■ Problem description
According to the 1998 film roundup below, what lesson most clearly emerged from Hollywood that year?

■ Source document
——————
Roll the Credits When the smoke and testosterone have cleared, 1998 will show itself as a year of huff, puff and fluff, but with enough gems to make a deep impact.


Kids still rule.

That's the lesson that most clearly emerged from Hollywood in 1998, and there's no doubt movie executives took it to heart. The throbbingly illogical "Armageddon" and similarly themed "Deep Impact," followed by the surprise comedy hits "There's Something About Mary" and "The Waterboy," double-teamed to win the day. (Can the action-comedy "Kick My Asteroid" -- with Cameron Diaz as a rocket scientist who gets into lewdly comic trouble with an errant ejector seat -- be far behind?)

A flotilla of family movies -- including "Antz," "A Bug's Life," the re-release of "The Wizard of Oz" and "The Rugrats Movie" -- coaxed little ones into theaters. Even such adult thrillers as "Enemy of the State," "Ronin" and "The Siege" had to have the obligatory sub-adult car chase and/or big explosion.

But even if special effects, sophomoric humor and animated bugs ruled the day in 1998, the year had its share of other moments, some auspicious, others less so. Herewith, a highly subjective, and throbbingly illogical, compendium of the movie year's high points, low points and points worth noting in between:

There was something about the 1940s and 1970s.
——————
■ Excerpted records
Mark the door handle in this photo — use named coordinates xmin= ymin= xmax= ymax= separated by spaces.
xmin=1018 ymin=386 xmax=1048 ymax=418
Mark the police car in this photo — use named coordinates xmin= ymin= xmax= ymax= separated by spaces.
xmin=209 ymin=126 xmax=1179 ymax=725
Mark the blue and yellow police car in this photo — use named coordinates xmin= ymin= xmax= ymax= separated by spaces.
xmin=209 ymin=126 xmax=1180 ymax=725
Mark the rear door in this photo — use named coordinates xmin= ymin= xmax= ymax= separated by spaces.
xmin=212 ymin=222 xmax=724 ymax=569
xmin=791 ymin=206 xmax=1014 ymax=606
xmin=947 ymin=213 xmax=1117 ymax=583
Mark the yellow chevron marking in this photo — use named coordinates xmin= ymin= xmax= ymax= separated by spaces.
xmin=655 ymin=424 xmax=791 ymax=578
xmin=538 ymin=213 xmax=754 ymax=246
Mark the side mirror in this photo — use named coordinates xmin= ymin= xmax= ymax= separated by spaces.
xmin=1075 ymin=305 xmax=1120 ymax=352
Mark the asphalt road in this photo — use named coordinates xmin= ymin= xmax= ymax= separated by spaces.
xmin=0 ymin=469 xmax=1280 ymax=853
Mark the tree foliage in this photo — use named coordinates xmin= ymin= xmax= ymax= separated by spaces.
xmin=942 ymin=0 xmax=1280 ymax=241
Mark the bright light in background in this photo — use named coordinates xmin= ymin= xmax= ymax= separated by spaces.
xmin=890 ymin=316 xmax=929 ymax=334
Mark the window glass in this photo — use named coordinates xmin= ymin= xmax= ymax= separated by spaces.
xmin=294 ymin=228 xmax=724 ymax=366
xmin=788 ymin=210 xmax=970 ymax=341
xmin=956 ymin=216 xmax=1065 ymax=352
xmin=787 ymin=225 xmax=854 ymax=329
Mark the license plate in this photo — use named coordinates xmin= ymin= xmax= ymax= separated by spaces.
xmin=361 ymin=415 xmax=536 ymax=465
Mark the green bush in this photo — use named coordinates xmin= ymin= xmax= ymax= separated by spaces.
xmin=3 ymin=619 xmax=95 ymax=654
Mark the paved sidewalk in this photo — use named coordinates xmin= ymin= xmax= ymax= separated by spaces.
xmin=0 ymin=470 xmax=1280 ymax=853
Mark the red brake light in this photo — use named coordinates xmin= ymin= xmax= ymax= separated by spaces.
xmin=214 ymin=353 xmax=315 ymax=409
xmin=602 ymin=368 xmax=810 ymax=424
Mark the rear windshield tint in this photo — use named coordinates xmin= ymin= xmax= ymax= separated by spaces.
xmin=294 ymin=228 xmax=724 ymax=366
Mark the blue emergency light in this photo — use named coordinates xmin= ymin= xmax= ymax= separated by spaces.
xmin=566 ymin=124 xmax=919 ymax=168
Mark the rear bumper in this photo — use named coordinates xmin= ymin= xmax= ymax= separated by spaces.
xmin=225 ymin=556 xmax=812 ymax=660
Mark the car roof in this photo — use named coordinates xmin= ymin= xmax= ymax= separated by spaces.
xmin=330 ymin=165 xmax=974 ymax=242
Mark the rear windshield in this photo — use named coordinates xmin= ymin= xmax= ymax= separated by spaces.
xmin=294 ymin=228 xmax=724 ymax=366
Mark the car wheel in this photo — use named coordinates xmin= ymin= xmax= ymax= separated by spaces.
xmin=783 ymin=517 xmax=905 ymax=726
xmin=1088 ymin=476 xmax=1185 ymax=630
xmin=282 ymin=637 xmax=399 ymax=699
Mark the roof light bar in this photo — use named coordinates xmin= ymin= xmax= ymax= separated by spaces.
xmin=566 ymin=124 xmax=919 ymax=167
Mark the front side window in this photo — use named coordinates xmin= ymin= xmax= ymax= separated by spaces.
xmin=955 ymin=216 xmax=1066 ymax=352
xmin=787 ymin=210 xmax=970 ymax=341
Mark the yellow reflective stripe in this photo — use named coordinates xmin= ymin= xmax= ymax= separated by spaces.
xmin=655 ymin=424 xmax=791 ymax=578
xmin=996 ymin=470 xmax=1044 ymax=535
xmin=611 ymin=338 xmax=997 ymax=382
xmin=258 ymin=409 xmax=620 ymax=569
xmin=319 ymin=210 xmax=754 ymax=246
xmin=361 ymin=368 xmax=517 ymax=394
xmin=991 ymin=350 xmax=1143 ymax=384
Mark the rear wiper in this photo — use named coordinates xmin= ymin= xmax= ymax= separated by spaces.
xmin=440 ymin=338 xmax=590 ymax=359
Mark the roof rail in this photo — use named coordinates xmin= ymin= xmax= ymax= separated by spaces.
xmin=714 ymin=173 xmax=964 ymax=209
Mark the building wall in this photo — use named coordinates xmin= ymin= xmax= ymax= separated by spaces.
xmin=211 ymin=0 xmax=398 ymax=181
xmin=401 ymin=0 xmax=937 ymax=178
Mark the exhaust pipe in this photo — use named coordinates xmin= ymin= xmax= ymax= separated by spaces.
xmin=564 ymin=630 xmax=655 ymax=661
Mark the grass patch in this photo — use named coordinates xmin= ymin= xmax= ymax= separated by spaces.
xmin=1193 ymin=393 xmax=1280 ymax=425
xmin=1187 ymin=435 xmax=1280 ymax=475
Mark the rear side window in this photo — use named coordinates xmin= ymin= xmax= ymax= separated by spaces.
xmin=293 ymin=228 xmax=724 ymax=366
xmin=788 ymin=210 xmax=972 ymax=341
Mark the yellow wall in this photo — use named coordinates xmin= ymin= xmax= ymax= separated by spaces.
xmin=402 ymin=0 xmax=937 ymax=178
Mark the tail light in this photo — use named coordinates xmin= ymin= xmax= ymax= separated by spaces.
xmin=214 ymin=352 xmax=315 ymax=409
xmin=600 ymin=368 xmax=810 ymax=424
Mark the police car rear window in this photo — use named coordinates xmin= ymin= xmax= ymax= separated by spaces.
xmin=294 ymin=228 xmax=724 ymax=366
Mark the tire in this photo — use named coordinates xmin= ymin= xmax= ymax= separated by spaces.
——————
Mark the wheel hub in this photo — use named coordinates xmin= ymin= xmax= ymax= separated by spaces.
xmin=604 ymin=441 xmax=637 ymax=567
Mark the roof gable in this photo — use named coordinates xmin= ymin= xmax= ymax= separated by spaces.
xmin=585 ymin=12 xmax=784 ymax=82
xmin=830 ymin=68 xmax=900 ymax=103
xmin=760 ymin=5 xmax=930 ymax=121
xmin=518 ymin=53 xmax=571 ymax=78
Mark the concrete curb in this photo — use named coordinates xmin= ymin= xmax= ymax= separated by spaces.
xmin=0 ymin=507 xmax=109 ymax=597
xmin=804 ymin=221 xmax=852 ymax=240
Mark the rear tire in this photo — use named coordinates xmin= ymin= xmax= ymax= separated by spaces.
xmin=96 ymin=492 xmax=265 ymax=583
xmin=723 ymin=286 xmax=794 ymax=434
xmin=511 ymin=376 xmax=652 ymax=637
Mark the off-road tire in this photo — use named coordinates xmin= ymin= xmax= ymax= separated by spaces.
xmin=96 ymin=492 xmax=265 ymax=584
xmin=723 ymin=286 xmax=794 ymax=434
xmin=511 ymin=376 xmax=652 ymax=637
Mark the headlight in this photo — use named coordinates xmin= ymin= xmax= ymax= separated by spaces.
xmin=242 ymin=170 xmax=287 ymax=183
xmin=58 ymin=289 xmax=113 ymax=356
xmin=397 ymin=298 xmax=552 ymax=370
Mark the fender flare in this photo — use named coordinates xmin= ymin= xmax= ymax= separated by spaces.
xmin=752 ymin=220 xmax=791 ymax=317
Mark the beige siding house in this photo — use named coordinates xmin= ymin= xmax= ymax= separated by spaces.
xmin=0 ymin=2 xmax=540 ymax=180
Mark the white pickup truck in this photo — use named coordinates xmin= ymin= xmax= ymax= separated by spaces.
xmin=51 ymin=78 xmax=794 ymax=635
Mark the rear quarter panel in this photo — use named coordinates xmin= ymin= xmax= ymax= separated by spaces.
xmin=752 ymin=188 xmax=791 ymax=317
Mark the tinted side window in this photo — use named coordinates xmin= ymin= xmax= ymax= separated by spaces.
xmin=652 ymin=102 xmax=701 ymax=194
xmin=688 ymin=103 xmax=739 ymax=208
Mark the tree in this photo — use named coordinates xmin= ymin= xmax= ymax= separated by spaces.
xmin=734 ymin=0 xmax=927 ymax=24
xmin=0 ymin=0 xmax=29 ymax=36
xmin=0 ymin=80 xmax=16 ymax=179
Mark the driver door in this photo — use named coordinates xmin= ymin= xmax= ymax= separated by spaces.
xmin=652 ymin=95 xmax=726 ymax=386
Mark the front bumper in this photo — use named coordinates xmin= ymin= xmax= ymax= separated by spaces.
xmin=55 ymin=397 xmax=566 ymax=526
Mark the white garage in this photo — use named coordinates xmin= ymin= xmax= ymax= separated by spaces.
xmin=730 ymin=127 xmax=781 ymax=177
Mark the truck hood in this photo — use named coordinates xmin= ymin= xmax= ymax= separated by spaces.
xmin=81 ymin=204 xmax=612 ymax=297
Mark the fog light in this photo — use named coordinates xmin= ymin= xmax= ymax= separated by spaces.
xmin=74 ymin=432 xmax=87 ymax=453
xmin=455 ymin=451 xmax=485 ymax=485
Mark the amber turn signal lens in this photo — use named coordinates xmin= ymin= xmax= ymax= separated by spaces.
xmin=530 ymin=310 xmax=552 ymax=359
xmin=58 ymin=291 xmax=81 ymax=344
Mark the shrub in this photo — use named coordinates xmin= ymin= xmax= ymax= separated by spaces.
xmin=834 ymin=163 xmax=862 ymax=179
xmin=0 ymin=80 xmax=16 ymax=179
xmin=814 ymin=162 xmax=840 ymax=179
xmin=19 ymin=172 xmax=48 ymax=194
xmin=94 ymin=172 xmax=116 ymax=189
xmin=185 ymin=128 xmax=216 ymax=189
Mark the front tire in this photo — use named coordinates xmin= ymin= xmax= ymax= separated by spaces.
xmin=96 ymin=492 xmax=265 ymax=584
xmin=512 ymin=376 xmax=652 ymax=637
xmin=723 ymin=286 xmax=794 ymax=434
——————
■ Result for this task
Kids still rule.